— Document text —
Simulation & Engine¶

The engine executes a compiled model, stepping through time using jax.lax.scan. SeapoPym provides two levels of API: simulate() for convenience and run() for control.

simulate() — High-Level API¶

from seapopym.engine import simulate

state, outputs = simulate(model, chunk_size=365)

simulate() handles the full lifecycle:

Selects output variables (default: all state variables)
Builds the step function
Creates the appropriate writer (memory or disk)
Runs the simulation
Closes resources

Parameters:

Parameter	Type	Default	Description
`model`	CompiledModel	—	The compiled model
`chunk_size`	int \| None	None	Temporal chunk size (None = single chunk)
`output_path`	str \| None	None	Zarr path (enables DiskWriter)
`export_variables`	list[str] \| None	None	Variables to export (None = all state vars)

Returns: (final_state, outputs) where outputs is an xr.Dataset (MemoryWriter) or None (DiskWriter).

run() — Low-Level API¶

from seapopym.engine import run, build_step_fn

step_fn = build_step_fn(model, export_variables=["biomass"])
state, outputs = run(step_fn, model, model.state, model.parameters, chunk_size=365)

run() is the pure execution engine. You control step function construction, state initialization, and writer selection.

When to use run() instead of simulate():

Custom step function wrapping (e.g., for gradient computation)
Providing modified parameters (e.g., during optimization)
Manual writer management
Vmap over parameter ensembles

Step Function¶

build_step_fn() compiles the process DAG into a single function compatible with jax.lax.scan:

step_fn((state, params), forcings_t) → ((new_state, params), outputs)

— Excerpted data —
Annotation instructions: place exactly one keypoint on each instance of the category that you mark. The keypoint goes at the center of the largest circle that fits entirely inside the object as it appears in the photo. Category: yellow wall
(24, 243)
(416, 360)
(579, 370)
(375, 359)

— Instructions —
1: Edit the simulation engine text, everything from "Simulation & Engine¶" down to "run() for control.", so that "jax.lax.scan" becomes "jax.lax.fori_loop".
2: Copy down every line of the records without changing anything.
The text and the records come from separate, unrelated sources.

— Written answers —
1:
Simulation & Engine¶

The engine executes a compiled model, stepping through time using jax.lax.fori_loop. SeapoPym provides two levels of API: simulate() for convenience and run() for control.

2:
Annotation instructions: place exactly one keypoint on each instance of the category that you mark. The keypoint goes at the center of the largest circle that fits entirely inside the object as it appears in the photo. Category: yellow wall
(24, 243)
(416, 360)
(579, 370)
(375, 359)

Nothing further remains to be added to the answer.